Prompt: Your task is to copy every record exactly.

[Dataset rows on where objects appear]

___

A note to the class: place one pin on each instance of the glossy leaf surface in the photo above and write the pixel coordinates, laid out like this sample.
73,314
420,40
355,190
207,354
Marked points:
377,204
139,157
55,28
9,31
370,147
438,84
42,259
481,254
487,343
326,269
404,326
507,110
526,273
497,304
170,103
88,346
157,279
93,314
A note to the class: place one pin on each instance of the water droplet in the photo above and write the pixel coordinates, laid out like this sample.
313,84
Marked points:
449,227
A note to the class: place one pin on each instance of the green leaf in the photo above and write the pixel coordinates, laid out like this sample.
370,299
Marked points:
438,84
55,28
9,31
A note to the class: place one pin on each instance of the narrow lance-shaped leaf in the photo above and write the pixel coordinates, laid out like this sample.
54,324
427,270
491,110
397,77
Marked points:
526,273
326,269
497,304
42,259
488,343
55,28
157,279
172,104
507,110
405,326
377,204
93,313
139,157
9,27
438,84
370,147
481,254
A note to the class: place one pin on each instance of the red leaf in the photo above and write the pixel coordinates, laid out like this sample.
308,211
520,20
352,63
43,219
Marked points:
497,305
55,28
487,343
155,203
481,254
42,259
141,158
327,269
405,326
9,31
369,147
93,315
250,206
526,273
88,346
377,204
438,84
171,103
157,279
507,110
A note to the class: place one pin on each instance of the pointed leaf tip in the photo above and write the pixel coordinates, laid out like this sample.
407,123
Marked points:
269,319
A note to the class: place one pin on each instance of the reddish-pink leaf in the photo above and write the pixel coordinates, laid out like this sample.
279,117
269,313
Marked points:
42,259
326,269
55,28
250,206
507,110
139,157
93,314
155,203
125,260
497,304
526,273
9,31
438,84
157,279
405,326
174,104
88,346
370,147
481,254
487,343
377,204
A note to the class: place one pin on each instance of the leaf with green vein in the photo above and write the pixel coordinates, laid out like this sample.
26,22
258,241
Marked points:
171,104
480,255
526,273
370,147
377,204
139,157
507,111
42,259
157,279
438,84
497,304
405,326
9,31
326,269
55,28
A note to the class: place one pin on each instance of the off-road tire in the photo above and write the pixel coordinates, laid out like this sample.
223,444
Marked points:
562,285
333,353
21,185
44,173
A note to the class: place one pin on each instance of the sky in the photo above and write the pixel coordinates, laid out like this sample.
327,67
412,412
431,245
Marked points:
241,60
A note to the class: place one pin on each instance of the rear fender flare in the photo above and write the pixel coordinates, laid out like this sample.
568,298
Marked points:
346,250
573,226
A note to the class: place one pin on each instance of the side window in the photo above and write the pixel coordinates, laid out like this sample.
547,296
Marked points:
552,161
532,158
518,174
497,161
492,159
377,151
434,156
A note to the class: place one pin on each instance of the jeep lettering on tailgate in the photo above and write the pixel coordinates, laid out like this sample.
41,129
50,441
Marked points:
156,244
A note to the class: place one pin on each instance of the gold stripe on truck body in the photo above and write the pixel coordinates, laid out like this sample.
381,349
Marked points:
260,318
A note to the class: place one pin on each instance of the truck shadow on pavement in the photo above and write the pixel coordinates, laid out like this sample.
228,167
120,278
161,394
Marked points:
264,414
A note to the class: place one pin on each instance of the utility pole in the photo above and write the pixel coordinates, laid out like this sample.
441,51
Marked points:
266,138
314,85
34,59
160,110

___

Solution to the exercise:
A note to the class: place one pin on each instance of the glossy leaf surface in the photo above and write the pixel coordinates, laid out like this sample.
73,314
420,40
355,190
207,354
Marked points:
377,204
139,157
55,28
9,31
370,147
438,84
42,259
481,254
487,343
326,269
404,326
507,110
526,273
497,304
170,103
88,346
157,279
93,314
A note to the class: place one pin on each instance of the water droplet in the photo above and write the pixel coordinates, laid out like this sample.
313,84
Marked points:
449,227
A note to the class: place one pin on each instance of the green leaf in the photo above and write the pixel coordinates, laid out like this sample.
370,299
Marked points:
438,84
55,28
9,31
A note to the class: place one pin on each instance of the narrow lance-shaped leaf in the photo above and write the pixel coordinates, laid out like this sample.
54,324
427,270
491,110
397,77
Marked points:
526,273
326,269
497,304
42,259
488,343
55,28
157,279
172,104
507,110
405,326
377,204
93,313
139,157
9,27
438,84
370,147
481,254
A note to the class: place one pin on each instance of the red leaf in the photo above and write the pixel coordinates, laid out like this sample.
308,211
520,20
352,63
43,219
Marked points:
497,305
55,28
487,343
155,203
481,254
42,259
141,158
327,269
405,326
9,31
369,147
93,315
250,206
526,273
88,346
377,204
438,84
171,103
157,279
507,110
A note to the class: place one pin on each instance of the pointed leaf tip in the photo above and write the pixel coordinates, laid out like this sample.
407,123
Marked points:
269,319
A note to the class: place one pin on each instance of the reddish-pink leaf in the photo above and write the pixel coordinates, laid out like this sample.
279,117
269,313
Marked points:
42,259
326,269
55,28
250,206
507,110
139,157
93,314
155,203
125,260
497,304
526,273
9,31
438,84
157,279
405,326
174,104
88,346
370,147
481,254
487,343
377,204
A note to the class: place one pin on each instance of the leaf with green vein in the photo above and write the pixel coordinates, laid out like this sample.
26,22
258,241
Marked points:
171,104
480,255
526,273
370,147
377,204
139,157
507,111
42,259
157,279
438,84
497,304
405,326
9,31
326,269
55,28
A note to the class: place one pin on each instance of the off-road tire in the photo above and write the pixel coordinates, laid out like this sample.
223,444
Marked points:
562,285
333,353
21,185
44,173
A note to the class: place one pin on each instance of the sky in the photo above and write the pixel coordinates, laid out like this sample.
327,67
412,412
431,245
Marked points:
241,60
A note to the class: place one pin on each instance of the rear fender flare in the photo above and write the pixel coordinates, laid out like this sample.
568,298
Marked points:
346,250
573,226
A note to the class: place one pin on each instance of the side window in the photo above and write the pixel coordinates, laid out like this sample.
547,296
Marked points:
552,161
532,158
518,174
497,161
492,159
377,151
434,156
A note to the class: place one pin on each instance of the jeep lettering on tailgate in the photo above and write the pixel coordinates, laid out like this sample.
41,129
50,441
Marked points:
156,244
A note to the class: place one pin on each instance of the gold stripe on truck body in the photo above and write the pixel coordinates, laid out like this sample.
381,349
Marked points:
260,318
A note to the class: place one pin on each instance of the truck shadow on pavement in the photo above and write the pixel coordinates, laid out like this sample.
228,167
120,278
161,394
Marked points:
264,414
A note to the class: place one pin on each instance of the utility pole in the photo above and write the pixel coordinates, laid out like this sample.
441,51
Marked points:
266,138
314,85
34,59
160,110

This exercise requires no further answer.